• Your objective: Leave out the pictures; transcribe all else exactly.

• Listed entries:
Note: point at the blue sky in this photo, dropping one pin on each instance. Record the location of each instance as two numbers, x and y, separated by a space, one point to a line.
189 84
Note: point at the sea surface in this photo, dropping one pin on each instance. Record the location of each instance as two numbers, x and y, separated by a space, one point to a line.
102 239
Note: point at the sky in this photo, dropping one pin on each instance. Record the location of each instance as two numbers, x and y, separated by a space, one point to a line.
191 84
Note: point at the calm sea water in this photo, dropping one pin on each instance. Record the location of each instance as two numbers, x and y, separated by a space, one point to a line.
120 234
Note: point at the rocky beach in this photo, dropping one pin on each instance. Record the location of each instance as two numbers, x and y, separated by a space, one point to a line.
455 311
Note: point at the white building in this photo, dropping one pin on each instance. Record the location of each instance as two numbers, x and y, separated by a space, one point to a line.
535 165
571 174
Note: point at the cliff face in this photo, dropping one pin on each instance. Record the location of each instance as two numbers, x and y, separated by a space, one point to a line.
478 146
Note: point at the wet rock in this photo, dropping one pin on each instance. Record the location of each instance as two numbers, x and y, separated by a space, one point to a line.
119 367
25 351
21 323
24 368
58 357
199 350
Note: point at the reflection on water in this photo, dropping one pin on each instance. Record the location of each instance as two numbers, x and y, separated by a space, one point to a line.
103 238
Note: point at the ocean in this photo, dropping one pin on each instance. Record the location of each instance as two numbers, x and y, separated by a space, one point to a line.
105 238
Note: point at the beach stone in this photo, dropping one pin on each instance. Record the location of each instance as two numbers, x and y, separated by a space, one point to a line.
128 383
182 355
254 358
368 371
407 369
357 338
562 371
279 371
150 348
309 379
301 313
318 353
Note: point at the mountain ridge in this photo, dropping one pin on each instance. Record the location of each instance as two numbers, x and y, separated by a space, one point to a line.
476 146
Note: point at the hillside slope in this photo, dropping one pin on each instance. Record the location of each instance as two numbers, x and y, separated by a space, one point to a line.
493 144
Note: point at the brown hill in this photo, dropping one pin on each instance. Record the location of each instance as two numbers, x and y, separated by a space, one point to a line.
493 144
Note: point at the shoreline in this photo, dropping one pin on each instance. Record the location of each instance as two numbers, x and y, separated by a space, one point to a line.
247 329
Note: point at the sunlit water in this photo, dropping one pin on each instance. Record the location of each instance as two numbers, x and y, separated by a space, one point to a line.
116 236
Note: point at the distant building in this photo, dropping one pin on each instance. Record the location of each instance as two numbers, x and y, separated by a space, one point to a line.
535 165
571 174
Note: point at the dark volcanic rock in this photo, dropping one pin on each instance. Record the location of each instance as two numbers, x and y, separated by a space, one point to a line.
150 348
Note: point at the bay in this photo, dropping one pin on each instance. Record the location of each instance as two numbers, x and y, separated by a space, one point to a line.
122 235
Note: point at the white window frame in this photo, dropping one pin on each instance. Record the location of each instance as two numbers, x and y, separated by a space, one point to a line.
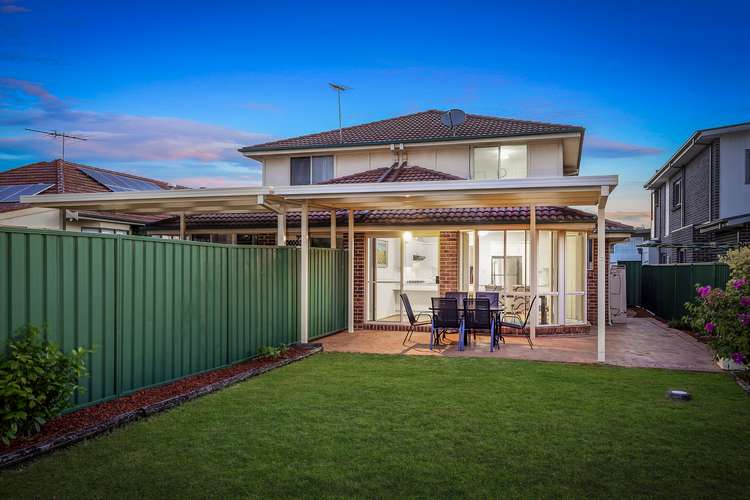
333 173
561 292
499 156
369 264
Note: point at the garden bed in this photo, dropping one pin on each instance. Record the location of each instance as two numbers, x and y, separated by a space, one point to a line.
96 419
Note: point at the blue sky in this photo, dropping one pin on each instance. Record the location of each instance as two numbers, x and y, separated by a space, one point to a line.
171 90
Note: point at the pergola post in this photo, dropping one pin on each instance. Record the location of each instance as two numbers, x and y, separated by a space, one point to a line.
333 228
304 310
281 227
350 238
533 275
182 225
601 327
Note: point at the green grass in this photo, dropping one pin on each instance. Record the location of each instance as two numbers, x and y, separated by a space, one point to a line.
350 425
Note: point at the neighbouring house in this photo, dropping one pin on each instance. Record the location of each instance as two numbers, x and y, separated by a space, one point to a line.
700 198
632 250
426 252
57 177
487 204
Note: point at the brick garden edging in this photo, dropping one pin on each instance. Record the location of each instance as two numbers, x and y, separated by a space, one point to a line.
20 455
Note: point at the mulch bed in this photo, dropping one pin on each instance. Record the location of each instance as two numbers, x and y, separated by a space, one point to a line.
90 421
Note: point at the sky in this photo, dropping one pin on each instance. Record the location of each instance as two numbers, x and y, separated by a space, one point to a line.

• Exercise answer:
Note: point at the blue sky in this photo, dropping one pin on each instance. Record the location of each instance as two numbers, x and y, separated by a space, one point to a line.
189 84
Note: point at the sea surface in this photo, dropping one pin on each instance. Record the location of each instance as two numbers, x and y, separated by a space, one point to a line.
102 239
Note: point at the sky in this photo, dropping one pin on each instance. Record the location of each instance as two numbers, x and y, separated by a space, one point to a line.
191 84
Note: point at the calm sea water in this photo, dropping one pin on each instance. Record the location of each instance as two numbers, x and y, separated by a space, one point to a line.
120 234
Note: point at the rocky beach in this photo, dropping one pin on each instance. Record the location of each instance as two numbers, x and y, separated by a space, one point to a line.
455 311
Note: point at the white building in this photo, dropping one pin on each instance. Record the location of each instance as two numbers, x and y, separated by a space, one point to a line.
535 165
571 174
Note: point at the cliff face in this photo, dropping one pin on each instance. Record the location of each instance as two numbers, x and y, separated by a space, one point to a line.
478 146
Note: point at the wet rock in this photo, dropping one pin on each instance. Record the location of each instance as two numbers, x and y, separated by a space, one point to a line.
119 367
25 351
21 323
24 368
58 357
199 350
Note: point at the reflection on water in this photo, dropping one pin on each instance. Record the location of each instance as two numbers, x and y, separated by a space, one point to a line.
103 238
Note: point at the ocean in this photo, dropping one pin on each instance. Record the location of each instance as two numbers, x and y, separated by a space, one point to a line.
105 238
Note: point at the beach stone in this photo, dropping one pin on each instance. Record the location of each instance as two numbers, x and y, separated by a space, one point to a line.
128 383
182 355
254 358
368 371
407 369
357 338
562 371
279 371
150 348
309 379
301 313
318 353
Note: point at the mountain ridge in this photo, dropping one pin on each instance. Record the location of each instance as two numbers, x and y, separated by a space, one point to a line.
476 146
Note: point at the hillside slope in this photo, dropping one pin on each instance. Record the location of each instance as two numbers, x and y, separated by a space, one point to a line.
493 144
Note: point at the brown hill in this photo, dropping one pin on each instance. Record the location of each instance as two numbers, x and y, separated by a space, one point to a line.
493 144
Note: point at the shoreline in this photo, dropping one pin on each instance. Record the location of each instance as two numbers, x and y, separated by a space, one point to a line.
247 329
Note: point at the sunlit water in this photo, dropping one pin on each instance. Record the location of each instance as two numbers, x and y, separated by a space, one point to a line.
116 236
Note: point at the distant building in this photo, dropping one pin on each instance. Record the location of each instance as two numbers, x and y, separated by a space, one point to a line.
535 165
571 174
Note: point at the dark volcanic rock in this photo, dropping one pin on each instance. Record the location of each instance as two numbers, x and y, separated by a space, one point to a line.
150 348
Note: point at the bay in this photo, dropping one pin on each instance. Record the location of each instance as two numbers, x and y, separated by a space, one point to a line.
122 235
Note: point at the white window frame in this photo, dropping one pin on each instance. Record the location of each instance as two numbers, x and y, separated by a space, one point to a line.
333 173
561 292
499 156
369 264
Note: point at the garden bed in this photo, dropping one pin on each instance. Record the location of each instance as two numbers, x and y, separated by a space, one point to a line.
96 419
Note: point at the blue sky in this photo, dropping one pin on each instance. Record the location of each instance as two numbers, x and y, separated by a space, one point to a line.
171 90
Note: point at the pergola post in this photo, dropping one pin on each instance. Record the location of each instance as two numbers, x and y, separated by a space, one point to a line.
333 228
304 310
281 227
350 238
533 275
182 225
601 327
Note: point at the green grass in this photo, dropping one pin on each instance. Record the location of each instance as two numbers, x and y, separated by a space, one point to a line.
350 425
Note: point at the neighbouring house in this photo, dropping one pin on each instance. Record the location of each instance as two numbers, x and y, separated by a space, one point to a line.
700 198
632 250
426 252
57 177
487 204
Note: point at the brick garden edging in this photo, dropping one pin on each instance. Record the location of each instance as two numbers, x and y, separated by a space, one point to a line.
20 455
Note: point at the mulch bed in this photo, dropping one pin on each instance. Record the location of each instance as two numbers, x and y, separated by a space, one point to a line.
90 421
Note: point at the sky in this photo, dropping one pin on each instance. Record the location of each instance as two numbers, x and y, separated by a space, one point to a line.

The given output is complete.